• CHALLENGE 1: Which lines of the records contain the word "snow"? Show each of them in full.

• SELECTED EXCERPT:

As for his mother, over the five years you've obviously both slid into this relationship and that makes it hard to change but again I'd say as a couple you have three horses free of charge on a yard with (from your photos) reasonable facilities. You (between you, currently falling mainly on your shoulders) have to do three horses, surely doing another makes little difference? I'd suggest you just get on and do it - basically you have four horses to look after all the time, at least when she rides she tacks the damned thing up for herself. It seems a small price to pay, to me, for having a nice yard which 6 days out of 7 is yours with no-one to interfere, no blasted livery yard politics, etc. If you are going to have a long term relationship then you need to accept his mother is there, and learn how to negate anything she says without alienating either your OH or her.

There's no doubt you are feeling very overworked and hard done by and we all know how hard this time of year is. I think you are taking a jaundiced view and I honestly think that a good night's sleep will put a better complexion on things - but of course you do have the option to leave, get digs, get a job and do precisely what you want, when you want - within, of course, the bounds of Uni work, job work and finance.

Take a step back, count your blessings and don't do anything hasty. I hope it all seems clearer in the morning.


----------



## Cedars (14 November 2011)

Thanks again everyone - particularly Jemima-Too who is also right with regards to the things that tie me down.

The yard is absolutely fantastic, really amazing, no complaints. But I literally am not allowed/don't get a chance to use them (I'm not allowed to loose school MY horse in the school, but they loose school theirs...I'm not allowed to ride their horses at all in the school, but of course they do). 

You are right that, when things were really pants, I relied wholly on her goodwill to have somewhere to live etc. But our relationship has soured since then (which is probably my fault). I think its been my fault because I have just let stuff get piled on to me without ever saying NO. Things like, I organise her plumbing, cleaners, electricians, etc because she asks me to - but I should say NO. 

We just need to rebalance the situation, and if we can't, then I've got to go I think. But I certainly won't be walking out overnight, we've been together too long for that. xxx


----------



## Paddy Irish (14 November 2011)

It's definitely time for action cedars - you've done the talking with the OH and it's got you nowhere so now you need to take stock of the situation and , although it's so so sad , it's time to realise that these people are bullies and I really think that they are treating you badly because they know the'll get away with it , they already know that your parents have done so , so they are probably confident that you wont challenge their manipulating spiteful behaviour - this isn't the begining of the end , it's the end of the begining and you're so young , you need to shed these parasites whilst you still have the energy - be the master of your own destiny , carve out the future that YOU deserve..and never ever think that you haven't got friends cos we are all here right behind you..I'm all the way down here in Cornwall but you'd be more than welcome to come down and have a break , if only to give them a rocket up the backside and show them that you're not going to put up with this treatment anymore!!!

• MATERIAL SHOWN:
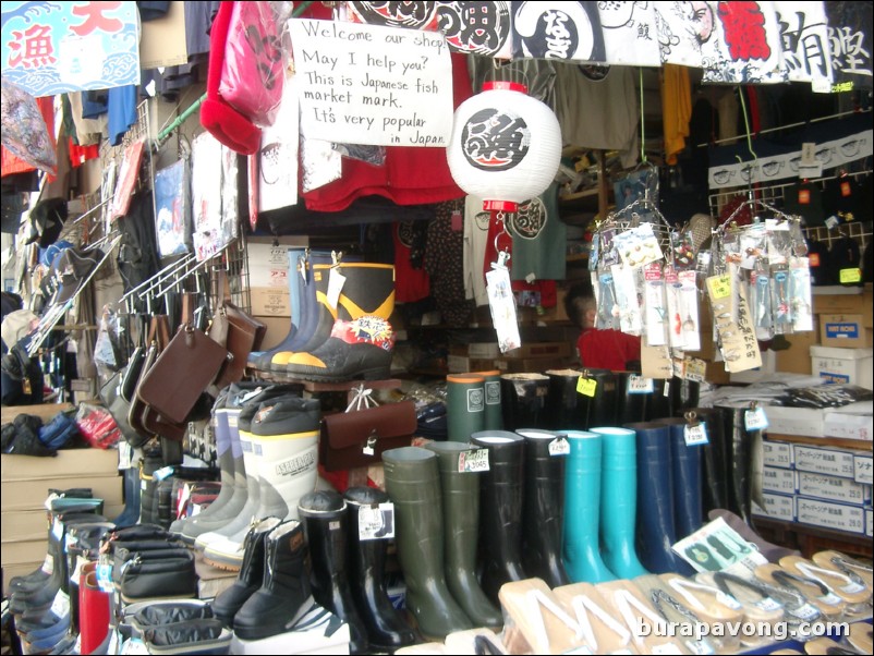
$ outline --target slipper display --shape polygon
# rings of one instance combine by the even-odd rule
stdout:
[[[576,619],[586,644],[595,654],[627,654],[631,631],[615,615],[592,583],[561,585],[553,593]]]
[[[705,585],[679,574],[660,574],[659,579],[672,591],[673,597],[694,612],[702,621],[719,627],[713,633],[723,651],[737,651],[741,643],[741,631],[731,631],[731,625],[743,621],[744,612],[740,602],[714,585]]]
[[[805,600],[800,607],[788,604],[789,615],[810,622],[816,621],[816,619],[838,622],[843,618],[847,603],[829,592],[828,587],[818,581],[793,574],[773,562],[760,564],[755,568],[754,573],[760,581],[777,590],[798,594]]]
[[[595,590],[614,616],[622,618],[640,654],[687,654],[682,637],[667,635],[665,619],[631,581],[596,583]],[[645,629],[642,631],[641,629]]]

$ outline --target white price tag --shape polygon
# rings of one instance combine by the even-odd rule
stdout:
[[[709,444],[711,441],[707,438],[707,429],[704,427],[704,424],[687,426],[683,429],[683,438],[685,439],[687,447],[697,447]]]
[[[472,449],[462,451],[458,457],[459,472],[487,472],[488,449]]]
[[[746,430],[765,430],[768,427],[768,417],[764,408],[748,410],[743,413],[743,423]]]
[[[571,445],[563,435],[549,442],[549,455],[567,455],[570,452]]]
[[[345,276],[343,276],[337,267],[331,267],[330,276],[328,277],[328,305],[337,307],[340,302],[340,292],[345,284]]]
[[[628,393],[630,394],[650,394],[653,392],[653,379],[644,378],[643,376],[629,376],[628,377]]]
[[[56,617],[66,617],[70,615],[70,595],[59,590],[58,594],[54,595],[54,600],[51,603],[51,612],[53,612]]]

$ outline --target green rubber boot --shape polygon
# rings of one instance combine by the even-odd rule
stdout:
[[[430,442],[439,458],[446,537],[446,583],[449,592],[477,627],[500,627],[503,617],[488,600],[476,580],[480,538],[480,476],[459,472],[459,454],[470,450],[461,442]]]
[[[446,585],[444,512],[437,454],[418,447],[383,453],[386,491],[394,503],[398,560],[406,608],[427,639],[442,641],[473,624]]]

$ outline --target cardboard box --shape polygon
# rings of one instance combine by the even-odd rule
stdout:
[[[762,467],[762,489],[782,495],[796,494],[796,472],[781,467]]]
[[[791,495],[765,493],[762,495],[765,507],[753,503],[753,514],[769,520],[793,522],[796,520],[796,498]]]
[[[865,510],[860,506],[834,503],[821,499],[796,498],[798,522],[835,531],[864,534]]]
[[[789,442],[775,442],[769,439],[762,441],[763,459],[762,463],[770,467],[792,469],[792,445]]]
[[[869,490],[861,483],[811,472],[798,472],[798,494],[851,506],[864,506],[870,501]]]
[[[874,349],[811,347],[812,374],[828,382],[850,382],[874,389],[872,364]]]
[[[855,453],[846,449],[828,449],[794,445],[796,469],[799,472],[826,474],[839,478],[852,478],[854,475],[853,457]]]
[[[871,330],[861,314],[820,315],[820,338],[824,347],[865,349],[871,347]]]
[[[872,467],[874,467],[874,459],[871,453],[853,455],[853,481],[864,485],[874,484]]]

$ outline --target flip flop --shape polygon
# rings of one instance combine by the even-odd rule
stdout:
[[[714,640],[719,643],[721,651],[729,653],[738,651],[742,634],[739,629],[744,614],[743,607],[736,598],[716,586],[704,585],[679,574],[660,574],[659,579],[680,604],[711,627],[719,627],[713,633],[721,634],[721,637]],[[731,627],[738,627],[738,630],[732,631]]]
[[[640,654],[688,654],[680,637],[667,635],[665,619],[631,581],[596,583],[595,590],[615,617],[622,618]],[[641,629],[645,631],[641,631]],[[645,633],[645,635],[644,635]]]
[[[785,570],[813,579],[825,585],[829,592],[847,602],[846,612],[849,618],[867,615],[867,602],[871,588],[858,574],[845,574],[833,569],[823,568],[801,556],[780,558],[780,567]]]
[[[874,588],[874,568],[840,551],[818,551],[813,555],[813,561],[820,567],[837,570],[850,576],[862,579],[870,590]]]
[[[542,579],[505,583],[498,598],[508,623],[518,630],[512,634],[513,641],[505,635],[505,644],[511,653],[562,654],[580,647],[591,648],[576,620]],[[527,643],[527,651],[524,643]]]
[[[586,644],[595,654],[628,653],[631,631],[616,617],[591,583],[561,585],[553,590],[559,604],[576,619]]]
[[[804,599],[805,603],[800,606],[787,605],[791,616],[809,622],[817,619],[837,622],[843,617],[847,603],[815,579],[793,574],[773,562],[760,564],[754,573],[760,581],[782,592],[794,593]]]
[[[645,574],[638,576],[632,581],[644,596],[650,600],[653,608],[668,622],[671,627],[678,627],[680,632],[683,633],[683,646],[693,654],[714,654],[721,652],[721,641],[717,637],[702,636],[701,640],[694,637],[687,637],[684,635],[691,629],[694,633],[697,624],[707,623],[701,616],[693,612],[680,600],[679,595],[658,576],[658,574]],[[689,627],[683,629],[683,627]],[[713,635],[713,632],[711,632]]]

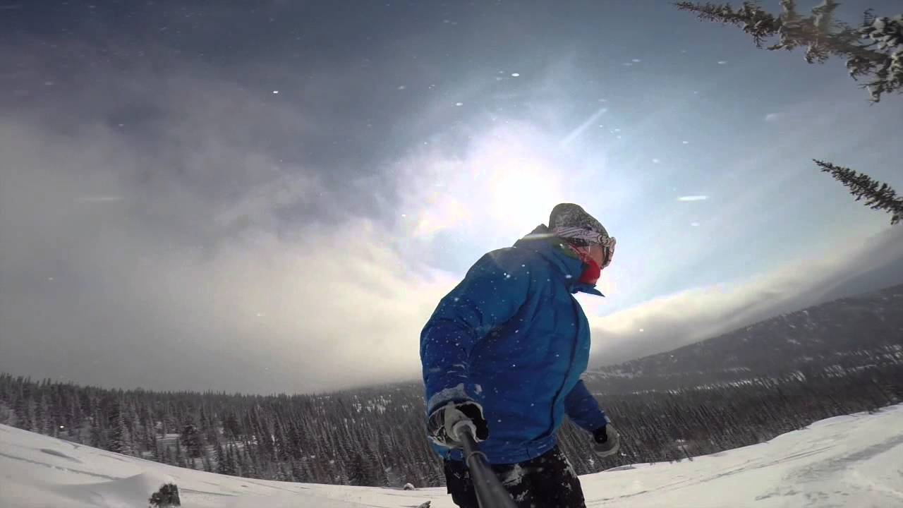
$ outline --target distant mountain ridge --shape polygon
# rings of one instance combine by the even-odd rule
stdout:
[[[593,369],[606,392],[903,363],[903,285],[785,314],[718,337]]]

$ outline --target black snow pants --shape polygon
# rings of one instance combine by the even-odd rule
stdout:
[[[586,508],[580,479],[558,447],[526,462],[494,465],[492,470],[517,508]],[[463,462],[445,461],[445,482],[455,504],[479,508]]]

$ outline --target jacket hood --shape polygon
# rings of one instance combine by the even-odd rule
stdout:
---
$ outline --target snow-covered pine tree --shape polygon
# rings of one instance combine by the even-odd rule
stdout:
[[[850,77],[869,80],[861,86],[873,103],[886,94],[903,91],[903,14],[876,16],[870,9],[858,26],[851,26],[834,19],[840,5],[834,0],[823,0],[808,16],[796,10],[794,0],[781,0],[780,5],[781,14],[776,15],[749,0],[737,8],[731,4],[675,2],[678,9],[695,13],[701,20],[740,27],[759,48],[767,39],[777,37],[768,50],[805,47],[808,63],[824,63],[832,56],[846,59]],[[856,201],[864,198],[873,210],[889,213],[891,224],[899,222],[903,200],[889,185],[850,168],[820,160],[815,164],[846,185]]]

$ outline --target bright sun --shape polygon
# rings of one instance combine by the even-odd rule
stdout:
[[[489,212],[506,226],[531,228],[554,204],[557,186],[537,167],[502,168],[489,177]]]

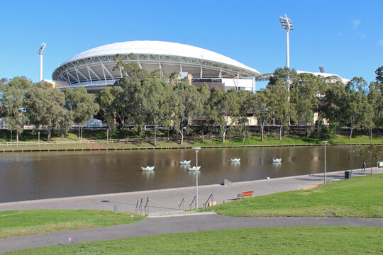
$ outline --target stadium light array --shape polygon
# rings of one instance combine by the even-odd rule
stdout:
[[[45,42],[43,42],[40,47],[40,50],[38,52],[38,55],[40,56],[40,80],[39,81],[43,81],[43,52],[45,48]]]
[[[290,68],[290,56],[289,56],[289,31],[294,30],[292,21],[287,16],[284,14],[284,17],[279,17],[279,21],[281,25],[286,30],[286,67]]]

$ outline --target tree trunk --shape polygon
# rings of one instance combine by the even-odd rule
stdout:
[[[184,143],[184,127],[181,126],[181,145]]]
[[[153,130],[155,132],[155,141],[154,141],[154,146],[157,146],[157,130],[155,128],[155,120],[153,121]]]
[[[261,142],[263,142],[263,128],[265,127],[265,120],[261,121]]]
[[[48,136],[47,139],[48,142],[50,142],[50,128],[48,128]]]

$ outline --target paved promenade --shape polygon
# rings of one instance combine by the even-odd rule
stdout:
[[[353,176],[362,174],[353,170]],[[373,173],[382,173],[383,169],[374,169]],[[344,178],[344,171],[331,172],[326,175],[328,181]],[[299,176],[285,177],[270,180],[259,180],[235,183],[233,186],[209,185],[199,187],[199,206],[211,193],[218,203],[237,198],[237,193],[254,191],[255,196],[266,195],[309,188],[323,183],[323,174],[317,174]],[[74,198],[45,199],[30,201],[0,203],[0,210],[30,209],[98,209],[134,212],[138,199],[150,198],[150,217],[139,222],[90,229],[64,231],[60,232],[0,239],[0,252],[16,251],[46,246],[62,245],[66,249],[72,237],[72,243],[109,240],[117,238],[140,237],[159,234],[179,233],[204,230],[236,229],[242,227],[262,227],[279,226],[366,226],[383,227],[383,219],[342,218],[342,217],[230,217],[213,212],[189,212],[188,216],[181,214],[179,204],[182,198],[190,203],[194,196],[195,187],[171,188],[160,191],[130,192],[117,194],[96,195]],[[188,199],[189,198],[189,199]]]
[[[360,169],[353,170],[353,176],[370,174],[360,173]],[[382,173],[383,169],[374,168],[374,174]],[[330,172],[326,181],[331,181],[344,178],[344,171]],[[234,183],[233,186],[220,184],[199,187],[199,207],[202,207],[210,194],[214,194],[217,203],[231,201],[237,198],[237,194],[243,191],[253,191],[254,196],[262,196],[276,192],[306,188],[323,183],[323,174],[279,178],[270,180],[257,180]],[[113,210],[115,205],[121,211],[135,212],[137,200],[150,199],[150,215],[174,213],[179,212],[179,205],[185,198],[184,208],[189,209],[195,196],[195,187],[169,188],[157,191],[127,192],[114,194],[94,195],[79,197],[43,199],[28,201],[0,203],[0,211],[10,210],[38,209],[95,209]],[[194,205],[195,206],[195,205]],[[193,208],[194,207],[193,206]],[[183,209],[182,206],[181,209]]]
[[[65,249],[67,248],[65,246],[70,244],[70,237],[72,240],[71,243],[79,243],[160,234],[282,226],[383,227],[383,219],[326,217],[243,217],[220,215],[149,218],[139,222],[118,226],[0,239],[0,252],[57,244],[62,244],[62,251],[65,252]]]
...
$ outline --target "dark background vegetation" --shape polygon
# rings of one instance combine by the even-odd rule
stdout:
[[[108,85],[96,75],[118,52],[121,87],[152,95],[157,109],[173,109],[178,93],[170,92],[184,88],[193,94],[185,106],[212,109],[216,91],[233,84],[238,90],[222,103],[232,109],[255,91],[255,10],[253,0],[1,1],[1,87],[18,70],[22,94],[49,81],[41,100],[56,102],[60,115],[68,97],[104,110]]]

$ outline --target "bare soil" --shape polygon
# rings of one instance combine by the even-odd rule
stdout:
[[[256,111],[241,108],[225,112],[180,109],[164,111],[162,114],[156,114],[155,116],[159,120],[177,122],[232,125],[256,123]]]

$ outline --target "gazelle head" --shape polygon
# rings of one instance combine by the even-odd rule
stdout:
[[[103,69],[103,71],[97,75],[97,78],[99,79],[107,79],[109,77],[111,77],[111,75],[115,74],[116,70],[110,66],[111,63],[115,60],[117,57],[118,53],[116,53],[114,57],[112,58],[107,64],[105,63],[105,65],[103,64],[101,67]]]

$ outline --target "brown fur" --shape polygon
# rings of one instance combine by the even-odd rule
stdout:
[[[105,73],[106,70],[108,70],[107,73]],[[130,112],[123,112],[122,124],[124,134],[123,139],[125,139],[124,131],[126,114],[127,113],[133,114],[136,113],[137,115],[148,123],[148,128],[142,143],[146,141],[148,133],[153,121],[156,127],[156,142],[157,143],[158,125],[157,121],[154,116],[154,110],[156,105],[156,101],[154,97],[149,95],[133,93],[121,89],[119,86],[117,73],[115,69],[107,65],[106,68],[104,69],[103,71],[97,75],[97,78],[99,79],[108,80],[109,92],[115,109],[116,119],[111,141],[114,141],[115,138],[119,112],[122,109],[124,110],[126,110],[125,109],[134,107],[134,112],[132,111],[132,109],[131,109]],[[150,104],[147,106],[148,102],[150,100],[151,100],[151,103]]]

• CHALLENGE 2: Quote the forum thread word for word, everything from "There's no doubt" down to "in the morning.".

• SOLUTION 1:
$ outline --target black snow pants --shape polygon
$ outline --target snow-covered pine tree --shape polygon

• SOLUTION 2:
There's no doubt you are feeling very overworked and hard done by and we all know how hard this time of year is. I think you are taking a jaundiced view and I honestly think that a good night's sleep will put a better complexion on things - but of course you do have the option to leave, get digs, get a job and do precisely what you want, when you want - within, of course, the bounds of Uni work, job work and finance.

Take a step back, count your blessings and don't do anything hasty. I hope it all seems clearer in the morning.